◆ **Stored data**
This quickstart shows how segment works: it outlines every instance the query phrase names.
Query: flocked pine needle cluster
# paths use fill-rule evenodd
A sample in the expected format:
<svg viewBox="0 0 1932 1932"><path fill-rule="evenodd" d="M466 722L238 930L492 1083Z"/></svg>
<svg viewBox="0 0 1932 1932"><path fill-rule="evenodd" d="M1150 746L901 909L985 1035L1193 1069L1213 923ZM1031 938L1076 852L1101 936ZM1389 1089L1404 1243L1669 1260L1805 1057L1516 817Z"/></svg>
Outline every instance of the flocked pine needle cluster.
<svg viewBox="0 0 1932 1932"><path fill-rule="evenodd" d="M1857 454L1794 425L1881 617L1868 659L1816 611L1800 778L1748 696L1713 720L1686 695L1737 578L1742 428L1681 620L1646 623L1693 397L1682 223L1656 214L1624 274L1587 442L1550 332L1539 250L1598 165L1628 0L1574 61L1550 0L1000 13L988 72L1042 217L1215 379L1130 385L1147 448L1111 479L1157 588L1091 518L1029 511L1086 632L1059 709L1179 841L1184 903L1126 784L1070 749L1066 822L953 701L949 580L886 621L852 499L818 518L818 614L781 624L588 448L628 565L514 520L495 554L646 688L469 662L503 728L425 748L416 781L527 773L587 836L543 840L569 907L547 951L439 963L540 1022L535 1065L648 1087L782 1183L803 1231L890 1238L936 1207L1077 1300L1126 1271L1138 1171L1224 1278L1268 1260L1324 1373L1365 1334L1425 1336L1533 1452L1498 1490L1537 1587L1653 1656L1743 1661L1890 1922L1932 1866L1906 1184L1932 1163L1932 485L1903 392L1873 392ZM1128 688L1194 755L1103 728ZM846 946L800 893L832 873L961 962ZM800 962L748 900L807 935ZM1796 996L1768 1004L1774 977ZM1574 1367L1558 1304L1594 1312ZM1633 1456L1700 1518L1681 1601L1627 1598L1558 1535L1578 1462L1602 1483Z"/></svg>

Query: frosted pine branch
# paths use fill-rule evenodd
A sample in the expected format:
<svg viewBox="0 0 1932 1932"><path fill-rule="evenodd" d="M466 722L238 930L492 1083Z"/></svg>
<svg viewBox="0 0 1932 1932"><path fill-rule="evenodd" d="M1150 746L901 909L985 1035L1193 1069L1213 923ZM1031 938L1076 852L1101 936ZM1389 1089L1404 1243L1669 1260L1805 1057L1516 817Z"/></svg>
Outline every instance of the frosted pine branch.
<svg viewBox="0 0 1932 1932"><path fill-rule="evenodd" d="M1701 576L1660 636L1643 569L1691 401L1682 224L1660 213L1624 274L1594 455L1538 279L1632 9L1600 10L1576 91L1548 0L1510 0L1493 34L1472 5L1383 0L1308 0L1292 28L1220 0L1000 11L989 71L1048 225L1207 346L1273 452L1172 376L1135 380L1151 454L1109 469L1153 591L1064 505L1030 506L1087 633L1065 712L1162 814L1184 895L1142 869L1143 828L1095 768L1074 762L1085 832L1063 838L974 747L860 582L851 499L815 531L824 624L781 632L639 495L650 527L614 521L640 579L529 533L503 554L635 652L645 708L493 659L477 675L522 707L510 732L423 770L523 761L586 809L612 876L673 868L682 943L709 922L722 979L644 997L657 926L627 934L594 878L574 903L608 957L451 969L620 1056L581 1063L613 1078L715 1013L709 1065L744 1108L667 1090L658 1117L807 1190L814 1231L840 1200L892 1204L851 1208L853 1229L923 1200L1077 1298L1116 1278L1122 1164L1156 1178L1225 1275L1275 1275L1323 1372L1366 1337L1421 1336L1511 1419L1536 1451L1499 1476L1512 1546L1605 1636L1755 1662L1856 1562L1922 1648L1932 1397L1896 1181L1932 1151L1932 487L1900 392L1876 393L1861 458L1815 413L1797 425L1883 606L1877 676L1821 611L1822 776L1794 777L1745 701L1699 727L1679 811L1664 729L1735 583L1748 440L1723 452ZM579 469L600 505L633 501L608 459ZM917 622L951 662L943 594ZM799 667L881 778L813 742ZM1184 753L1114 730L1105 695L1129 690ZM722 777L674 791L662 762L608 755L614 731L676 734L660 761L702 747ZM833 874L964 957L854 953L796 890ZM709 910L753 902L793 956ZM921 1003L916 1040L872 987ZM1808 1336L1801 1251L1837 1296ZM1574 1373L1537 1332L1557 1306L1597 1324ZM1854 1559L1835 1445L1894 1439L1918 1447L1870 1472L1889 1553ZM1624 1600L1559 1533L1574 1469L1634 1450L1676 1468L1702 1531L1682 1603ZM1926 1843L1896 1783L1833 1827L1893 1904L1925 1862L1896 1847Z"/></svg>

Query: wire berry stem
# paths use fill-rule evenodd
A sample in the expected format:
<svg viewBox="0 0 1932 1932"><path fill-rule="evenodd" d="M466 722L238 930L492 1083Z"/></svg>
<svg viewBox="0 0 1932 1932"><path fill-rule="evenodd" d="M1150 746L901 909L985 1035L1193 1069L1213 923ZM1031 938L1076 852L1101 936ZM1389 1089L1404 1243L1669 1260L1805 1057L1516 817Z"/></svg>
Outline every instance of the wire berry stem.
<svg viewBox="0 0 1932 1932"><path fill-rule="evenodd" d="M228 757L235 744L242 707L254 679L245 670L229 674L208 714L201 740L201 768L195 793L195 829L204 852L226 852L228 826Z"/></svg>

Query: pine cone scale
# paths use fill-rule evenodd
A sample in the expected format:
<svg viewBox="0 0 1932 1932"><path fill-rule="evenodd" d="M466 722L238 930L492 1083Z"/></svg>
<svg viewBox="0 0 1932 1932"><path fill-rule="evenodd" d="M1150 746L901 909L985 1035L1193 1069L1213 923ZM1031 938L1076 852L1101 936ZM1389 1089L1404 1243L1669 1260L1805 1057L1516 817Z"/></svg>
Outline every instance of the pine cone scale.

◆ **Work to complete**
Each record above is to be reproduced word for word.

◆ **Response to this exercise**
This quickstart shows how segment works: it outlines every instance the query phrase names.
Query: flocked pine needle cluster
# paths use fill-rule evenodd
A sample in the expected format:
<svg viewBox="0 0 1932 1932"><path fill-rule="evenodd" d="M466 722L238 930L492 1083Z"/></svg>
<svg viewBox="0 0 1932 1932"><path fill-rule="evenodd" d="M1150 746L901 909L985 1035L1193 1069L1213 923ZM1031 938L1076 852L1101 936ZM1389 1089L1404 1243L1669 1260L1805 1057L1516 817Z"/></svg>
Outline every instance of the flocked pine needle cluster.
<svg viewBox="0 0 1932 1932"><path fill-rule="evenodd" d="M1857 454L1794 425L1881 617L1868 659L1816 611L1800 778L1748 696L1713 720L1686 695L1737 578L1742 428L1681 620L1646 623L1693 397L1682 223L1656 214L1624 274L1587 442L1550 332L1539 250L1598 165L1628 0L1574 61L1550 0L1000 13L988 72L1042 217L1215 379L1130 385L1147 448L1111 479L1157 588L1091 518L1029 511L1086 632L1059 709L1179 841L1184 903L1126 784L1070 749L1066 822L953 701L949 580L886 621L852 499L818 518L818 614L781 624L588 448L628 565L514 520L495 554L646 688L469 662L503 728L425 748L416 781L527 773L587 836L543 840L569 907L547 951L439 963L540 1022L535 1065L648 1087L782 1183L803 1231L890 1238L936 1207L1077 1300L1126 1271L1138 1171L1224 1278L1268 1260L1324 1373L1365 1334L1425 1336L1533 1452L1498 1490L1537 1587L1653 1656L1743 1661L1890 1922L1932 1866L1906 1184L1932 1163L1932 485L1903 392L1873 392ZM1128 688L1194 755L1103 728ZM846 946L800 893L832 873L961 962ZM800 962L748 900L807 935ZM1796 996L1768 1004L1774 977ZM1574 1367L1558 1304L1594 1312ZM1633 1456L1700 1518L1681 1601L1627 1598L1558 1535L1578 1462L1602 1483Z"/></svg>

Query: frosted pine branch
# paths use fill-rule evenodd
A sample in the expected format:
<svg viewBox="0 0 1932 1932"><path fill-rule="evenodd" d="M466 722L238 930L492 1083Z"/></svg>
<svg viewBox="0 0 1932 1932"><path fill-rule="evenodd" d="M1150 746L901 909L985 1035L1193 1069L1213 923ZM1031 938L1076 852L1101 936ZM1389 1089L1404 1243L1669 1260L1805 1057L1516 817Z"/></svg>
Outline every instance of the frosted pine branch.
<svg viewBox="0 0 1932 1932"><path fill-rule="evenodd" d="M1701 576L1660 636L1643 569L1691 401L1682 224L1660 213L1624 274L1594 455L1538 279L1632 9L1600 10L1576 91L1548 0L1510 0L1493 34L1472 5L1383 0L1308 0L1292 28L1220 0L1000 11L989 71L1048 225L1207 346L1273 452L1172 376L1135 380L1151 454L1109 469L1153 591L1064 505L1030 506L1087 633L1065 712L1162 814L1184 895L1142 869L1143 828L1095 768L1074 762L1085 832L1063 838L974 747L860 582L851 499L815 531L824 624L781 632L639 495L650 527L614 521L640 579L529 533L503 554L635 652L645 708L493 659L477 675L522 707L510 732L423 770L523 761L586 809L612 876L673 868L682 943L709 922L722 979L644 997L657 926L627 934L594 878L574 903L608 957L451 969L620 1056L581 1063L613 1078L715 1013L709 1065L744 1108L667 1090L658 1117L807 1190L814 1231L840 1200L892 1204L851 1208L853 1229L923 1200L1077 1298L1116 1278L1122 1164L1156 1178L1225 1275L1275 1275L1323 1372L1366 1337L1421 1336L1511 1419L1536 1451L1499 1476L1512 1546L1605 1636L1755 1662L1856 1562L1922 1648L1932 1397L1896 1181L1932 1151L1932 487L1900 392L1876 393L1861 458L1815 413L1797 425L1883 606L1877 676L1821 611L1822 776L1794 777L1745 701L1699 727L1679 811L1664 729L1735 583L1748 440L1723 452ZM579 469L600 505L633 501L608 459ZM917 622L951 662L943 594ZM799 667L881 778L813 742ZM1184 753L1114 730L1105 695L1129 690ZM722 777L674 791L662 762L608 755L614 731L676 734L660 761L702 747ZM833 874L964 957L854 953L796 890ZM709 910L753 902L793 956ZM921 1003L916 1040L872 987ZM1808 1336L1801 1251L1837 1296ZM1574 1373L1537 1332L1557 1306L1597 1324ZM1854 1559L1835 1445L1894 1439L1918 1447L1870 1472L1889 1553ZM1624 1600L1559 1533L1574 1469L1634 1450L1676 1468L1702 1531L1682 1603ZM1926 1843L1896 1783L1833 1827L1893 1904L1925 1862L1896 1847Z"/></svg>

Query: wire berry stem
# paths use fill-rule evenodd
A sample in the expected format:
<svg viewBox="0 0 1932 1932"><path fill-rule="evenodd" d="M466 722L238 930L492 1083Z"/></svg>
<svg viewBox="0 0 1932 1932"><path fill-rule="evenodd" d="M1150 746L901 909L985 1035L1193 1069L1213 923ZM1031 938L1076 852L1101 936ZM1389 1089L1404 1243L1669 1260L1805 1057L1516 817Z"/></svg>
Outline every instance of the wire berry stem.
<svg viewBox="0 0 1932 1932"><path fill-rule="evenodd" d="M228 757L235 744L242 707L254 679L245 670L229 674L208 714L201 740L201 768L195 793L195 829L204 852L226 852L228 826Z"/></svg>

Query: pine cone scale
# paths use fill-rule evenodd
A sample in the expected format:
<svg viewBox="0 0 1932 1932"><path fill-rule="evenodd" d="M466 722L238 930L492 1083Z"/></svg>
<svg viewBox="0 0 1932 1932"><path fill-rule="evenodd" d="M1150 746L901 909L985 1035L1193 1069L1213 923ZM1031 938L1076 852L1101 936ZM1389 1089L1404 1243L1669 1260L1805 1057L1516 817Z"/></svg>
Outline every instance of the pine cone scale.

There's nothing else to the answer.